## Exercise
Print the data that follows exactly.

## Provided records
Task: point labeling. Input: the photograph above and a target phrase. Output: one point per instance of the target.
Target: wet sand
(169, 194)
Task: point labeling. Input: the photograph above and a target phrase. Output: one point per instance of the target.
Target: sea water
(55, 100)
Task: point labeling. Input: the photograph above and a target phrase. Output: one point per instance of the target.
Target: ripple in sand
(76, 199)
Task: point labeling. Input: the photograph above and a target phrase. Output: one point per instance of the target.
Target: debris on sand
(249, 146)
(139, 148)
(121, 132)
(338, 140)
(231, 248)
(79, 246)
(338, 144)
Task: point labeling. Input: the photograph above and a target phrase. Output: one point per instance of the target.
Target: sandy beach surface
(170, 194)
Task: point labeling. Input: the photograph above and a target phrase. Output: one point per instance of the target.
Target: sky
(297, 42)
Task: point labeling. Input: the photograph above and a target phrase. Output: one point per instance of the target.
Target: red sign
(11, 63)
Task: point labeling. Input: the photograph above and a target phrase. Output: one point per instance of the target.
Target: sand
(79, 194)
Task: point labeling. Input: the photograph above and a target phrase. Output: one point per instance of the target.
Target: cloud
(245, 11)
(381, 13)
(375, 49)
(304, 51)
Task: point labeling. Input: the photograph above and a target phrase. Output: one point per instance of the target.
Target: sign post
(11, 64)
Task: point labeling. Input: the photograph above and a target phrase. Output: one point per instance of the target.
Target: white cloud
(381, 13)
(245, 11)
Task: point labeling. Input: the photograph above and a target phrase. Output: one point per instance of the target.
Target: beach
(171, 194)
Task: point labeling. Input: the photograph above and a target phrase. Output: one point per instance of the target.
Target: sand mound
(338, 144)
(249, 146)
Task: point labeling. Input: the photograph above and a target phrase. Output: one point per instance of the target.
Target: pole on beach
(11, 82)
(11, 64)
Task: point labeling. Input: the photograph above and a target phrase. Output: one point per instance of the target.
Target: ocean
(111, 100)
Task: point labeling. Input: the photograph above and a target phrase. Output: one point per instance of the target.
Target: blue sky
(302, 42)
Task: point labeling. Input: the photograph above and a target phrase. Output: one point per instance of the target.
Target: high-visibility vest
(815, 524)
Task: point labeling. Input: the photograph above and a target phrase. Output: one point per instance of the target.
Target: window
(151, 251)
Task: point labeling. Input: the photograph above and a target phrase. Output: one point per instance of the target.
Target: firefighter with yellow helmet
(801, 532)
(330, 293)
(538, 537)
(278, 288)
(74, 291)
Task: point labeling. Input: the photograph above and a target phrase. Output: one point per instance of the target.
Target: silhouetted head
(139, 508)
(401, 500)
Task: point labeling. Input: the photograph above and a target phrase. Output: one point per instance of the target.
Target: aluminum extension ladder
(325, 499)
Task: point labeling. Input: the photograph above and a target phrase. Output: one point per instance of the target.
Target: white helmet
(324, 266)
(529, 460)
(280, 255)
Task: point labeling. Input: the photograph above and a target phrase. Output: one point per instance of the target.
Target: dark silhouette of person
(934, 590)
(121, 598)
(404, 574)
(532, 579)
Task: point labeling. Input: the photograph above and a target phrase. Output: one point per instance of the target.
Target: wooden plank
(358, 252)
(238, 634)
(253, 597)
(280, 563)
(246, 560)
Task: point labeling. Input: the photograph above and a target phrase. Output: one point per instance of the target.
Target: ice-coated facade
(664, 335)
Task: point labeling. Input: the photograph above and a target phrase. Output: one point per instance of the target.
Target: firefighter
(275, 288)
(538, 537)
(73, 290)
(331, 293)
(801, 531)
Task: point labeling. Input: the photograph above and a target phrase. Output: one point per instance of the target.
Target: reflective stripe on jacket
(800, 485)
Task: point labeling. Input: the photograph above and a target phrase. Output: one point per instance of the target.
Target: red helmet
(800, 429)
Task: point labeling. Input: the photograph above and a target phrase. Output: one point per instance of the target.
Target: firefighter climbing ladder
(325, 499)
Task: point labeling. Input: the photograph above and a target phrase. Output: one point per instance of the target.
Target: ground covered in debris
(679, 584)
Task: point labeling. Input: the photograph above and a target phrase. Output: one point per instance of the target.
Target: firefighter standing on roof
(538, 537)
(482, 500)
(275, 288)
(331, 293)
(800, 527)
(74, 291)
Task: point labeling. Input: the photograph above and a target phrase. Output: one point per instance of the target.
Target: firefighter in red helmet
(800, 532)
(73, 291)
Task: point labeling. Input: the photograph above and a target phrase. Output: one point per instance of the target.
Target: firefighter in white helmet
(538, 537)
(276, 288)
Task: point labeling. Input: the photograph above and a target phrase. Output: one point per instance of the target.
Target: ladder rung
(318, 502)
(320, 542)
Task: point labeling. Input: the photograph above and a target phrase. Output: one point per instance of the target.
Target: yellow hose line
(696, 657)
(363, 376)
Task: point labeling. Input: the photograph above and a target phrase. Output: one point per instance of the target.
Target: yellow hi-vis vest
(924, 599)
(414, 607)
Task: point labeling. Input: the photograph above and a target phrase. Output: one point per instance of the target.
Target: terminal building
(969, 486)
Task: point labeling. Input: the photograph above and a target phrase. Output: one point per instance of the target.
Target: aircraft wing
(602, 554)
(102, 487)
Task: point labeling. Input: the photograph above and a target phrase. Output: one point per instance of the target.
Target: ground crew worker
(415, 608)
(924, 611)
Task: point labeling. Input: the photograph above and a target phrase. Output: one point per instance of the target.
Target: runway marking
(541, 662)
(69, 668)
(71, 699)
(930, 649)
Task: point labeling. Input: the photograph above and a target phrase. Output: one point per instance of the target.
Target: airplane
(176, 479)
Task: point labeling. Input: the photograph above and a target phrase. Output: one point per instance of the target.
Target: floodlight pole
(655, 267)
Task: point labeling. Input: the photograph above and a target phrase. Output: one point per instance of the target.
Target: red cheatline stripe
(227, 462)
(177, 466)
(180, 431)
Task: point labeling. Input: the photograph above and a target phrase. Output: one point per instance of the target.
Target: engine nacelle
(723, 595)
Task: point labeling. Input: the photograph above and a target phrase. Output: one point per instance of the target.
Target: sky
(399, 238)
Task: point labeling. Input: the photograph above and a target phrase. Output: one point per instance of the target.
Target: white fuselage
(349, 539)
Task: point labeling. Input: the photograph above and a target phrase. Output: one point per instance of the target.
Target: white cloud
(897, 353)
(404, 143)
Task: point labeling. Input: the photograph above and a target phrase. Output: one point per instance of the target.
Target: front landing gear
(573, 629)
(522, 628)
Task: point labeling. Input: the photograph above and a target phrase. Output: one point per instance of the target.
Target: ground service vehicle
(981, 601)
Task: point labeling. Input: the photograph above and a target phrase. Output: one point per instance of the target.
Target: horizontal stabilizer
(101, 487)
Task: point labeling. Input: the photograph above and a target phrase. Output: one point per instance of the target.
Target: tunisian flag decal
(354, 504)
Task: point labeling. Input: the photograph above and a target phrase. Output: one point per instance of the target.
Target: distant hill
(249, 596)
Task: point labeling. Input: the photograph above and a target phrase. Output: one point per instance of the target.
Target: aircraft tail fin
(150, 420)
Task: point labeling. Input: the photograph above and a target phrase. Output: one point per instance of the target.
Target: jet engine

## Result for this exercise
Task: point labeling. Input: the photograph above and a target phrase. Output: one point per instance of the target.
Target: wet sand
(169, 194)
Task: point labeling. Input: the photograph above and a target phrase. Output: one point per instance of the target.
Target: sea water
(55, 100)
Task: point labeling. Input: the photograph above and a target phrase. Output: one point per instance of the target.
Target: ripple in sand
(76, 199)
Task: point labeling. Input: the photograph above and a target phrase. Output: one point per instance of the target.
Target: debris on sand
(249, 146)
(139, 148)
(121, 132)
(338, 140)
(231, 248)
(79, 246)
(338, 144)
Task: point labeling. Input: the photograph above and a target phrase. Output: one point per instance of the target.
Target: sandy beach surface
(170, 194)
Task: point labeling. Input: the photograph above and a target phrase. Output: one point per instance of the target.
Target: sky
(297, 42)
Task: point labeling. Input: the photograph above and a target phrase. Output: one point per instance of the target.
Target: red sign
(11, 63)
Task: point labeling. Input: the photograph above and a target phrase. Output: one point per instance of the target.
Target: sand
(79, 194)
Task: point labeling. Input: the photograph above and a target phrase. Output: one point per instance of the target.
Target: cloud
(245, 11)
(381, 13)
(375, 49)
(304, 51)
Task: point labeling. Input: the photograph above and a target phrase. Output: one point per instance of the target.
Target: sign post
(11, 64)
Task: point labeling. Input: the photograph above and a target phrase. Output: one point per instance of the target.
Target: white cloud
(381, 13)
(245, 11)
Task: point labeling. Input: the photograph above and a target phrase. Output: one point per instance of the target.
Target: beach
(171, 194)
Task: point labeling. Input: the photograph above and a target phrase. Output: one point per instance of the target.
Target: sand mound
(338, 144)
(249, 146)
Task: point labeling. Input: the photograph above and a target phrase. Output: one point per instance of the target.
Target: pole on beach
(11, 82)
(11, 64)
Task: point labeling. Input: the photograph above and a target phrase. Output: one point per instance of the target.
Target: ocean
(111, 100)
Task: point labeling. Input: the photograph above and a target phrase. Output: one point per instance of the target.
Target: blue sky
(302, 42)
Task: point labeling. Input: the photograph above and a target phrase. Output: one point per instance of the target.
Target: high-visibility vest
(815, 524)
Task: point labeling. Input: the photograph above and a target phrase. Output: one point per instance of the target.
Target: window
(151, 251)
Task: point labeling. Input: the photograph above and a target phrase. Output: one point per instance of the target.
Target: firefighter with yellow helmet
(801, 532)
(330, 293)
(538, 537)
(278, 288)
(74, 291)
Task: point labeling. Input: the photograph above and a target phrase. Output: one point per instance of the target.
Target: silhouetted head
(139, 508)
(401, 500)
Task: point labeling. Input: the photograph above and a target phrase. Output: one point per instance of the target.
Target: aluminum extension ladder
(325, 499)
Task: point labeling. Input: the photograph above and a target phrase. Output: one point per instance of the target.
Target: white helmet
(324, 266)
(529, 460)
(280, 255)
Task: point labeling. Input: the photograph above and a target phrase. Output: one point per instance of the target.
Target: dark silhouette of person
(934, 590)
(121, 598)
(404, 574)
(532, 579)
Task: point labeling. Input: the photograph above and a target phrase. Output: one point per instance of the target.
Target: wooden plank
(358, 252)
(238, 634)
(253, 597)
(280, 563)
(246, 560)
Task: point labeling. Input: the photograph above and a target phrase. Output: one point per instance of the target.
Target: ice-coated facade
(664, 335)
Task: point labeling. Input: the photograph above and a target phrase. Output: one point per instance of the target.
Target: firefighter
(275, 288)
(538, 537)
(73, 290)
(331, 293)
(801, 531)
Task: point labeling. Input: the photograph above and a target phrase. Output: one point per instance of the target.
Target: reflective stripe on jacket
(800, 485)
Task: point labeling. Input: the photograph above and a target phrase. Output: one point per instance of the target.
Target: red helmet
(800, 429)
Task: point labeling. Input: the photograph above and a target phrase. Output: one point per instance of the target.
Target: firefighter climbing ladder
(325, 499)
Task: point labeling. Input: the photograph above and a target phrase. Output: one point per instance of the target.
Target: ground covered in debris
(679, 584)
Task: point labeling. Input: the photograph above and a target phrase. Output: one point per instance of the target.
Target: firefighter standing on roof
(538, 537)
(482, 500)
(275, 288)
(331, 293)
(800, 527)
(74, 291)
Task: point labeling. Input: the photograph above and a target phrase. Output: one point per instance of the target.
Target: firefighter in red helmet
(800, 532)
(73, 291)
Task: point labeling. Input: the photograph above and a target phrase. Output: one point per instance of the target.
Target: firefighter in white helmet
(538, 537)
(276, 288)
Task: point labeling. Input: the photograph above and a target phrase. Output: one point per instance of the target.
Target: ladder rung
(318, 502)
(320, 542)
Task: point labeling. Input: the photograph above and a target phrase. Output: one point per instance of the target.
Target: yellow hose line
(696, 657)
(363, 376)
Task: point labeling. Input: the photograph above and a target phrase. Output: one point per instance of the target.
Target: yellow hi-vis vest
(924, 599)
(414, 607)
Task: point labeling. Input: the photograph above and a target phrase. Output: one point per instance of the target.
Target: terminal building
(969, 486)
Task: point labeling. Input: the photograph above and a target phrase. Output: one point per instance of the target.
Target: aircraft wing
(602, 554)
(102, 487)
Task: point labeling. Input: the photograph above and a target phrase. Output: one point per instance of the target.
Target: ground crew worker
(415, 608)
(924, 611)
Task: point labeling. Input: the photograph above and a target phrase. Output: one point per instance of the target.
Target: runway marking
(541, 662)
(69, 668)
(71, 699)
(930, 649)
Task: point labeling. Input: the photograph above and a target phrase. Output: one point per instance of the target.
Target: airplane
(176, 479)
Task: point labeling. Input: the photograph above and a target phrase. Output: one point per instance of the target.
Target: floodlight pole
(655, 267)
Task: point labeling. Input: the photograph above and a target phrase. Output: one point per instance of the target.
Target: red cheatline stripe
(227, 462)
(177, 466)
(180, 431)
Task: point labeling. Input: the photograph above and a target phrase. Output: one point per instance of the target.
Target: engine nacelle
(723, 595)
Task: point labeling. Input: the photograph above and a target phrase. Output: one point per instance of the target.
Target: sky
(399, 238)
Task: point labeling. Input: the photograph above and a target phrase. Output: one point per instance of the target.
Target: white fuselage
(349, 539)
Task: point labeling. Input: the photograph above and a target phrase. Output: one point per instance of the target.
Target: white cloud
(897, 353)
(404, 143)
Task: point labeling. Input: the photograph above and a target phrase. Output: one point per instance of the target.
Target: front landing gear
(573, 629)
(522, 628)
Task: point labeling. Input: the photograph above and a target phrase. Output: one point per instance of the target.
Target: ground service vehicle
(981, 601)
Task: point labeling. Input: the photograph above and a target phrase. Output: one point per instance of the target.
Target: horizontal stabilizer
(101, 487)
Task: point labeling. Input: the photograph above and a target phrase. Output: one point per instance of the target.
Target: tunisian flag decal
(354, 504)
Task: point labeling. Input: the photograph above and a target phrase. Output: one point per instance of the target.
Target: distant hill
(249, 596)
Task: point labeling. Input: the photograph above and a target phrase. Output: one point per instance of the target.
Target: aircraft tail fin
(150, 420)
Task: point labeling. Input: the photograph above and a target phrase. Output: one point per instance of the target.
Target: jet engine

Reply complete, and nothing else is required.